* _What the exercise asks_
With the pictures excluded, output only the lines from the one containing "Reviewer note. Check that every instance of the burning" through the last line of the entries, unchanged.

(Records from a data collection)
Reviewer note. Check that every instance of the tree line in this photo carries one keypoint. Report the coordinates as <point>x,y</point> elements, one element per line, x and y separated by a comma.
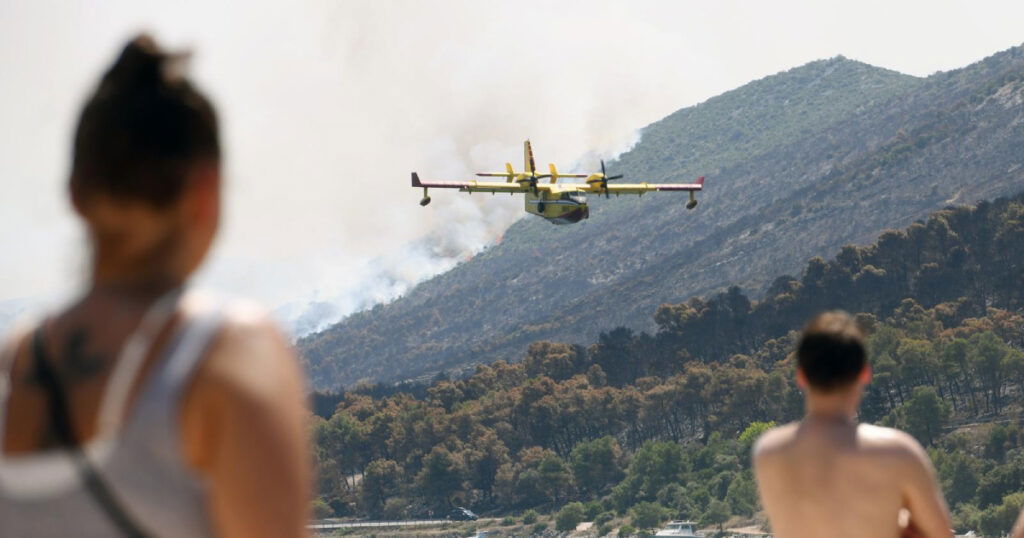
<point>662,423</point>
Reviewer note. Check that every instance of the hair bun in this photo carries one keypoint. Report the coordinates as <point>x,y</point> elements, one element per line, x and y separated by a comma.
<point>142,64</point>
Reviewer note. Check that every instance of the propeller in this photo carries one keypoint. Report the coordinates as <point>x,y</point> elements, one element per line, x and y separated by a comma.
<point>605,179</point>
<point>532,180</point>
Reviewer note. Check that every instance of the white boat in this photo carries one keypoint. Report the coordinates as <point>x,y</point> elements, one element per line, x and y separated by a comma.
<point>687,529</point>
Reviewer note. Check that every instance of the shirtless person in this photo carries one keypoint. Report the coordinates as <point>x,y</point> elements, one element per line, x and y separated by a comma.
<point>828,476</point>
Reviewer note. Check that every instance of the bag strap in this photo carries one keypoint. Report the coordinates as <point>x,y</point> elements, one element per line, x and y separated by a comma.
<point>60,420</point>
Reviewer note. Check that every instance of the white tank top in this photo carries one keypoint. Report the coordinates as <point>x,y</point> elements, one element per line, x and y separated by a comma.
<point>139,455</point>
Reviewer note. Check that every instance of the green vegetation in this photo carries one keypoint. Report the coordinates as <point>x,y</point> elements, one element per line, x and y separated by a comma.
<point>798,165</point>
<point>658,426</point>
<point>570,515</point>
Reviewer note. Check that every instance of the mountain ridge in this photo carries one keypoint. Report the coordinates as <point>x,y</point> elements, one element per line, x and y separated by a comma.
<point>825,142</point>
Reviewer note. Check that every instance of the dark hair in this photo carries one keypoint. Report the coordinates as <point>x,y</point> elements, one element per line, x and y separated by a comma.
<point>142,128</point>
<point>832,350</point>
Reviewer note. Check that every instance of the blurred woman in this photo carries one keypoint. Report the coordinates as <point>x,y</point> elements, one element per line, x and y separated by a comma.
<point>146,409</point>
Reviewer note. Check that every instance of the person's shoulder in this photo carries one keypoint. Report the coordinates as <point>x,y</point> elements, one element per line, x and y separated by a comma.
<point>774,441</point>
<point>250,355</point>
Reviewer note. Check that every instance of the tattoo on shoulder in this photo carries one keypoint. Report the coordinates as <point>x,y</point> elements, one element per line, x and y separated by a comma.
<point>78,363</point>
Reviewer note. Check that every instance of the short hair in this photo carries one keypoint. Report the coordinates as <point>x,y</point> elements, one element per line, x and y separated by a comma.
<point>142,128</point>
<point>832,350</point>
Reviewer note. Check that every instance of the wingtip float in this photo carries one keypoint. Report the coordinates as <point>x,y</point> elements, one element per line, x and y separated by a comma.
<point>560,203</point>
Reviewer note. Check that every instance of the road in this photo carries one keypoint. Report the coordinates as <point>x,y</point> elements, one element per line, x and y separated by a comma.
<point>324,525</point>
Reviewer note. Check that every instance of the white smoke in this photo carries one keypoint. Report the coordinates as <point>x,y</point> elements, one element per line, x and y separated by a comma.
<point>464,225</point>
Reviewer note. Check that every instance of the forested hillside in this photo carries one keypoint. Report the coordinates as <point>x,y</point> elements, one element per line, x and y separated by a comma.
<point>652,426</point>
<point>798,164</point>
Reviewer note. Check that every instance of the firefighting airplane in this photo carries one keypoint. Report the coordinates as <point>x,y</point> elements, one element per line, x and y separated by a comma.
<point>559,203</point>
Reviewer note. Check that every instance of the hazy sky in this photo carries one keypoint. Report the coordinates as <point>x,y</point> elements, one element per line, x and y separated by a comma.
<point>327,107</point>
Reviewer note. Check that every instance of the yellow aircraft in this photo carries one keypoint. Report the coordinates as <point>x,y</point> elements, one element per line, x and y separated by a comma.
<point>559,203</point>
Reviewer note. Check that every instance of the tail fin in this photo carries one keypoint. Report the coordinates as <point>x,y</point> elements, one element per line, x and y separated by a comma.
<point>527,152</point>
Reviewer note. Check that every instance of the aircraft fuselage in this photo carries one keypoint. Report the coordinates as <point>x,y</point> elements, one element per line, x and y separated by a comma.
<point>564,208</point>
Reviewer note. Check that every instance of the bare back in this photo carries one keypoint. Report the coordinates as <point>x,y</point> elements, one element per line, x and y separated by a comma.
<point>844,480</point>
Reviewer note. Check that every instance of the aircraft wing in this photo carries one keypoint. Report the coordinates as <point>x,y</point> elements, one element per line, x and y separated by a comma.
<point>471,185</point>
<point>639,189</point>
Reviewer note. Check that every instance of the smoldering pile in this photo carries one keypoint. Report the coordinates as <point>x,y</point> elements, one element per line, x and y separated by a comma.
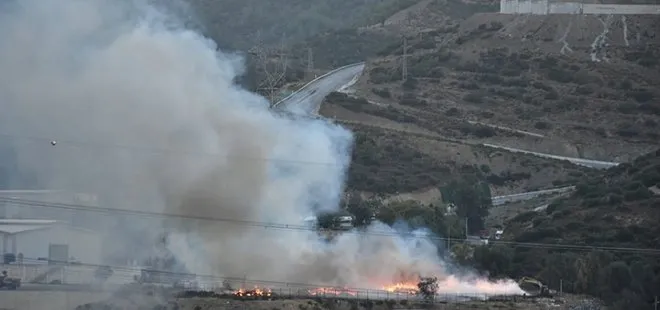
<point>147,116</point>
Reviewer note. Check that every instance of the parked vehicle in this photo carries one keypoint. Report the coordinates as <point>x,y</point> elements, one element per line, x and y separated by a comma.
<point>9,283</point>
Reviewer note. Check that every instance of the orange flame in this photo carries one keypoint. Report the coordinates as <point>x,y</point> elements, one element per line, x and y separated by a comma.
<point>402,287</point>
<point>331,291</point>
<point>256,292</point>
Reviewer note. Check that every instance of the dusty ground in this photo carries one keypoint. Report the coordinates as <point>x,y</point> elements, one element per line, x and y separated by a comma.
<point>303,304</point>
<point>445,159</point>
<point>594,113</point>
<point>36,300</point>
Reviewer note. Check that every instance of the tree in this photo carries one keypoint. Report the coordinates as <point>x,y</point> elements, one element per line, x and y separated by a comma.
<point>497,260</point>
<point>472,199</point>
<point>428,287</point>
<point>361,209</point>
<point>273,63</point>
<point>327,220</point>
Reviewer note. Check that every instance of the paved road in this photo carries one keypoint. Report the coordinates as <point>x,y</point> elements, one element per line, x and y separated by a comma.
<point>307,100</point>
<point>578,161</point>
<point>500,200</point>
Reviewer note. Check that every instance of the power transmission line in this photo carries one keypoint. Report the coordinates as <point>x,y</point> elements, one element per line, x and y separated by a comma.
<point>404,61</point>
<point>55,143</point>
<point>297,227</point>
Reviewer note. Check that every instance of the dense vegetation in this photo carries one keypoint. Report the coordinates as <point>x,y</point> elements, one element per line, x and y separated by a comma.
<point>616,209</point>
<point>238,21</point>
<point>470,196</point>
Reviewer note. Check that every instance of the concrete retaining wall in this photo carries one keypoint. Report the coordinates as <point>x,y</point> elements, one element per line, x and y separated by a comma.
<point>544,7</point>
<point>621,9</point>
<point>566,8</point>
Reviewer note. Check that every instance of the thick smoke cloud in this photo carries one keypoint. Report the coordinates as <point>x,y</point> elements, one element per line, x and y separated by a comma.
<point>147,116</point>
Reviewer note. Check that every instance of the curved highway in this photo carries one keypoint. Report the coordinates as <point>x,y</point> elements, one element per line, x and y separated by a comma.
<point>307,100</point>
<point>500,200</point>
<point>597,164</point>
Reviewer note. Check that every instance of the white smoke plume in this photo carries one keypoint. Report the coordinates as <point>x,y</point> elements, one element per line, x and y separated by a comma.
<point>147,116</point>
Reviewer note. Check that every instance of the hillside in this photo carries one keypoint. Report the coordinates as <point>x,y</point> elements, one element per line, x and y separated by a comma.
<point>390,161</point>
<point>616,209</point>
<point>536,76</point>
<point>242,23</point>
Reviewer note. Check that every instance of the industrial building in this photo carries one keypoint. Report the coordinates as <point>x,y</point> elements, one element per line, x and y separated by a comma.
<point>36,204</point>
<point>48,241</point>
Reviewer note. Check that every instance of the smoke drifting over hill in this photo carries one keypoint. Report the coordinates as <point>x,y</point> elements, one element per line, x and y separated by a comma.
<point>147,115</point>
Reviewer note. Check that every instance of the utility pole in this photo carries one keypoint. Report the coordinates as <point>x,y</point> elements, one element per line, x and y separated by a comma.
<point>404,62</point>
<point>466,232</point>
<point>310,62</point>
<point>448,237</point>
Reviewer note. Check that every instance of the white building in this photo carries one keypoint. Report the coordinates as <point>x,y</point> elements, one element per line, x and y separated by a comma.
<point>43,204</point>
<point>42,240</point>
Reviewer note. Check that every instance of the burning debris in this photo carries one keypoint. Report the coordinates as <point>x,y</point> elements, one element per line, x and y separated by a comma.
<point>402,287</point>
<point>255,293</point>
<point>332,291</point>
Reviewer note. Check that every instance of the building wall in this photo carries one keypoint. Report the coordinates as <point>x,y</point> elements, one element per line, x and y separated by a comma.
<point>84,246</point>
<point>22,211</point>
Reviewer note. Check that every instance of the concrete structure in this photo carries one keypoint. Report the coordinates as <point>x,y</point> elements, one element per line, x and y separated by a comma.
<point>33,210</point>
<point>545,7</point>
<point>41,241</point>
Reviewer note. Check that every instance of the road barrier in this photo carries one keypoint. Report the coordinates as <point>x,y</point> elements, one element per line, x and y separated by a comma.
<point>275,105</point>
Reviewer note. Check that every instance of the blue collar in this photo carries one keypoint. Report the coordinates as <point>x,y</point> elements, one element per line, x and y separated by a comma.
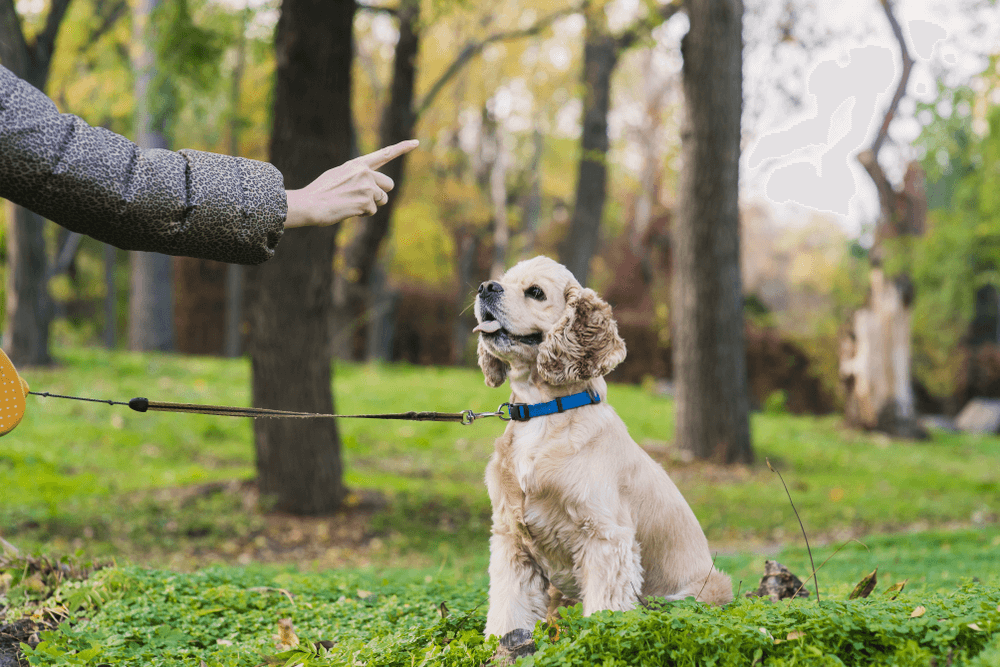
<point>522,412</point>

* _Your solution_
Reviewer note. Check that every instance of the burning debris in this photo carries one keypoint. Report the coordinates as <point>x,y</point> elements, one element per line, x and y separated by a comma.
<point>402,287</point>
<point>255,293</point>
<point>332,291</point>
Reviewer note. Check that every instance of the building wall in this photo carries one keypoint. Report the coordinates as <point>x,y</point> elements, one element per line, x and y separated by a comma.
<point>84,246</point>
<point>22,211</point>
Reviewer note. Check that every instance of the concrete structure in this photo carries one keypoint. Report the coordinates as <point>x,y</point> elements, one element per line, x and y separated by a comma.
<point>33,210</point>
<point>545,7</point>
<point>41,241</point>
Reviewer note. Check that every instance of the road barrier in this photo carries one keypoint. Report the coordinates as <point>x,y</point> elements, one element per line, x and y separated by a comma.
<point>275,105</point>
Reviewer note. Check that every instance of the blue collar in this photo carries one keypoint. Report the coordinates as <point>x,y</point> elements, one element per line, x and y separated by a comma.
<point>522,412</point>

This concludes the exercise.